Return the lines below that contain "brim".

*TASK DATA:*

- - - - -

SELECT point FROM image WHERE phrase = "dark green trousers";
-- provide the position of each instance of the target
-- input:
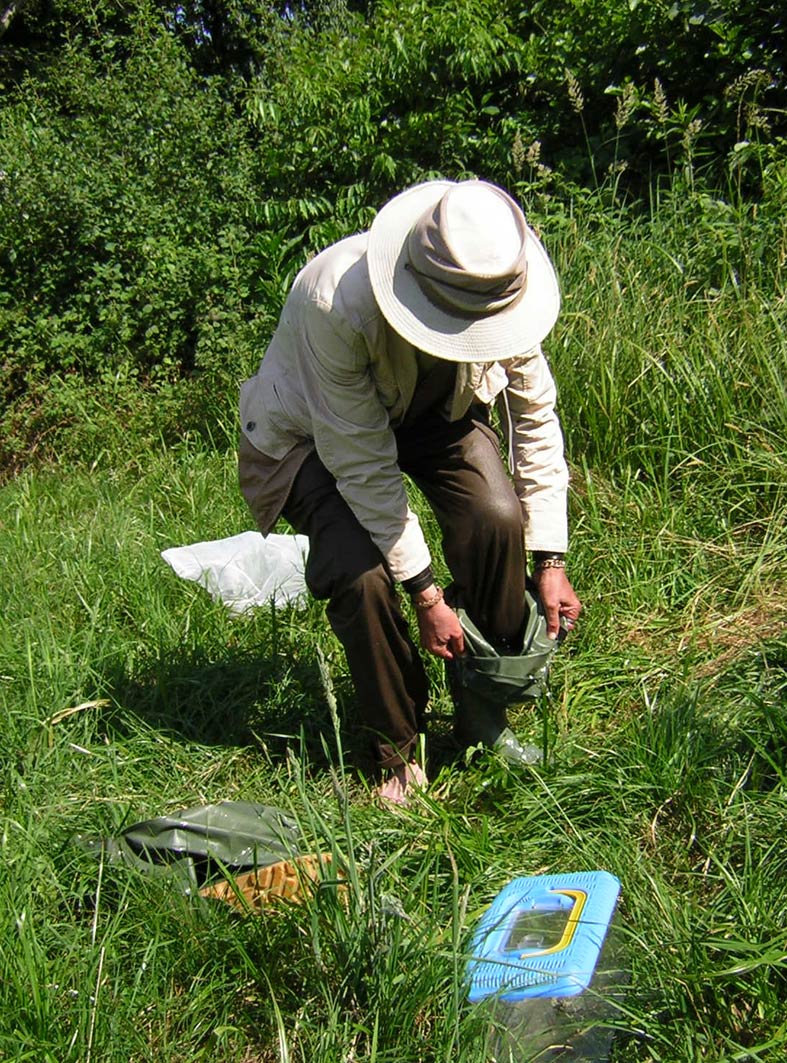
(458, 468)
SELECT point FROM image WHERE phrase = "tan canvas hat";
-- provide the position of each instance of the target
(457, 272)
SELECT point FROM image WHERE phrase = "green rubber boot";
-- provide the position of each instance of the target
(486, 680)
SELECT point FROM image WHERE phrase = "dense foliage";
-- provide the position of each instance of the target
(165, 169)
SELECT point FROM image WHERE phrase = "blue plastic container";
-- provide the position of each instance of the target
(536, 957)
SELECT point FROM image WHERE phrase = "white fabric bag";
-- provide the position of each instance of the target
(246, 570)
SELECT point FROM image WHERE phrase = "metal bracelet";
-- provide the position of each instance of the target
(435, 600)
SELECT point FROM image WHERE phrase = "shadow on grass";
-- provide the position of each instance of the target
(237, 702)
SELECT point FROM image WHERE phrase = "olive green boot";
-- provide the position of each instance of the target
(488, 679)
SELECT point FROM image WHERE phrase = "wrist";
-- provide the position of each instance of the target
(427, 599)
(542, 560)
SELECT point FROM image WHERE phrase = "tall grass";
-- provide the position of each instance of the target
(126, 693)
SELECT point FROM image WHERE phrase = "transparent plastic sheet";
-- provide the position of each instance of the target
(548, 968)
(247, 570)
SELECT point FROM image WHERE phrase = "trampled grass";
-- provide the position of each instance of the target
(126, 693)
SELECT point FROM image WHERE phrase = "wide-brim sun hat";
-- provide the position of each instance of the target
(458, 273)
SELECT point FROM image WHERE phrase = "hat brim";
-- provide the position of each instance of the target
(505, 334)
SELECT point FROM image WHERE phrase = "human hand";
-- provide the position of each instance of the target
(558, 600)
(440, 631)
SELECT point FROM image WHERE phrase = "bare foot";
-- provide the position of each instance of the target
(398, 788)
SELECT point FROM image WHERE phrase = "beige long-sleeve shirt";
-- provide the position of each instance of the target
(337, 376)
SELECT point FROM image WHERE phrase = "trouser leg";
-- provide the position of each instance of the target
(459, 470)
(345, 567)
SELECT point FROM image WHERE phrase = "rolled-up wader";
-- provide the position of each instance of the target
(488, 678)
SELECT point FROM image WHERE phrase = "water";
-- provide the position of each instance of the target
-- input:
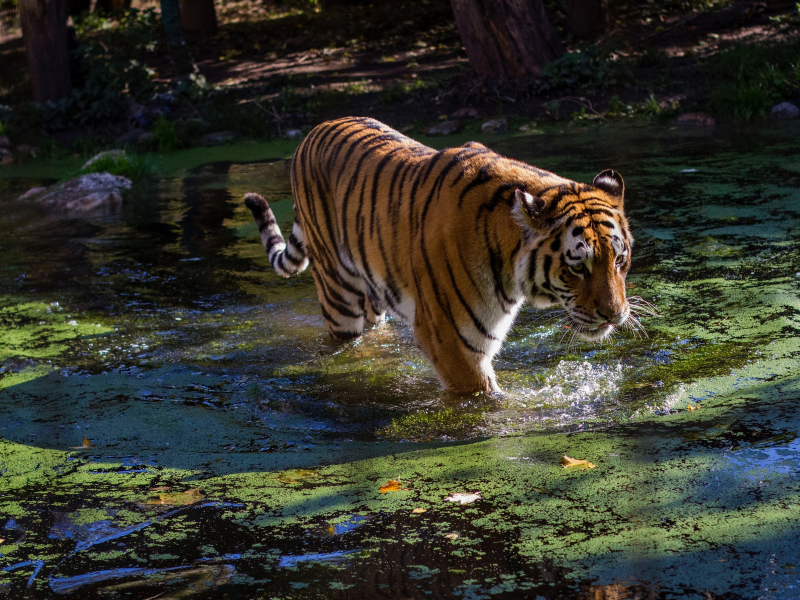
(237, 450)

- - - - -

*REPLY:*
SELECT point FROM image WHERE phrase = "wide-brim sun hat";
SELECT point FROM image WHERE phrase = "hat brim";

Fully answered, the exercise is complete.